**Exercise prompt**: Reproduce the material below in full, substituting "one point" for every occurrence of "a single point" and leaving all other text unchanged.

[start of Given records]

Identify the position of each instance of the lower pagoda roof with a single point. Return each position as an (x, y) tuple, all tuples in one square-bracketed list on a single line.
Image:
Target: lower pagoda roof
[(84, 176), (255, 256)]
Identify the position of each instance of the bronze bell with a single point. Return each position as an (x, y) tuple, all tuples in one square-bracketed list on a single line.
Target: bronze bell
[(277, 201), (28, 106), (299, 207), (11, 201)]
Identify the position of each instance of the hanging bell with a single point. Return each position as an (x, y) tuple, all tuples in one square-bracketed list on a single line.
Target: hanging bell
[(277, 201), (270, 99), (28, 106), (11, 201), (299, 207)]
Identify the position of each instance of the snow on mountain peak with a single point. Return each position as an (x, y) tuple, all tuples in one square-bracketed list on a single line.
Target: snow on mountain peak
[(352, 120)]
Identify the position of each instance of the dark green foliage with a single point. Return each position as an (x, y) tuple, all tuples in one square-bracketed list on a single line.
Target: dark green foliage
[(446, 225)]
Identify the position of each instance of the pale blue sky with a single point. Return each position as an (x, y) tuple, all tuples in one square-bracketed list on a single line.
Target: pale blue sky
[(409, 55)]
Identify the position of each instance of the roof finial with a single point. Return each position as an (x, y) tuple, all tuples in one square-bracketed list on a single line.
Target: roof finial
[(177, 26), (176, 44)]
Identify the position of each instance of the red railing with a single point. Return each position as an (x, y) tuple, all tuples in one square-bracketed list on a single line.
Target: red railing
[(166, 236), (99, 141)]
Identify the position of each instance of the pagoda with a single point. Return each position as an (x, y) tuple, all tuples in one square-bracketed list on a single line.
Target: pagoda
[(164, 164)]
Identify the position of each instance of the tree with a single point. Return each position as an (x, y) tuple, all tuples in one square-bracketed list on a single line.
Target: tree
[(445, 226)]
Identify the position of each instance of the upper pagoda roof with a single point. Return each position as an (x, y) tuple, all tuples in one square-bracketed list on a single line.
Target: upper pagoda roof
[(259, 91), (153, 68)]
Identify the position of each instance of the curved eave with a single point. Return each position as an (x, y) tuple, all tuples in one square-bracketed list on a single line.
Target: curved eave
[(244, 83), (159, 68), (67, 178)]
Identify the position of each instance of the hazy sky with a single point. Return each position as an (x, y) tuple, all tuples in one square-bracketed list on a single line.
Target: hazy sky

[end of Given records]

**Written solution**:
Identify the position of each instance of the lower pagoda roof with one point. Return each position as an (x, y) tuple, all tuples in one square-bracketed list on a single line.
Image:
Target: lower pagoda roof
[(84, 176), (255, 256)]
Identify the position of each instance of the bronze bell with one point. Return each position as an (x, y) tuple, all tuples in one square-bracketed list on a single line.
Target: bronze bell
[(277, 201), (28, 106), (299, 207), (11, 201)]
Identify the position of each instance of the hanging bell with one point. Return each position as an (x, y) tuple, all tuples in one square-bracketed list on a single line.
Target: hanging bell
[(277, 201), (270, 99), (28, 106), (11, 201), (299, 207)]
Identify the position of each instance of the snow on mountain peak with one point. Return each position as an (x, y) tuple, all tuples in one square-bracketed list on a single line.
Target: snow on mountain peak
[(352, 120)]
Identify the position of each instance of the dark green foliage with one point. Return each position as an (x, y) tuple, all tuples in one square-bracketed list on a single line.
Target: dark green foliage
[(446, 225)]
Identify the position of each instance of the pale blue sky with one point. Return each position as an (x, y) tuple, all tuples in one square-bracketed list on a single line.
Target: pale blue sky
[(409, 55)]
Identify the position of each instance of the roof finial with one point. Return each position as an (x, y) tuple, all tuples in one square-bracketed list on a single line.
Target: roof finial
[(177, 26), (176, 44)]
Identify the position of each instance of the red railing with one point. Return each position as an (x, y) tuple, all tuples in one square-bracketed list on a single line.
Target: red railing
[(166, 236), (99, 141)]
Identify the position of each instance of the pagoda with one point. Return each position as an (x, y) tuple, all tuples in one square-bracketed list on a single line.
Target: pagoda
[(164, 164)]
Identify the position of each instance of the tree with one point. Return each position as an (x, y) tuple, all tuples in one square-bracketed list on a single line.
Target: tree
[(445, 226)]
Identify the position of each instance of the upper pagoda roof with one point. Return each position as an (x, y) tuple, all tuples in one square-bracketed list on a single line.
Target: upper pagoda roof
[(259, 91), (153, 68)]
Identify the position of each instance of the curved eave with one point. Return each position as an (x, y) tuple, all tuples in one square-bracketed list on a single line.
Target: curved eave
[(244, 83), (159, 68), (67, 178)]
Identify the position of each instance of the hazy sky with one point. Return each position as an (x, y) tuple, all tuples in one square-bracketed list on a single line.
Target: hazy sky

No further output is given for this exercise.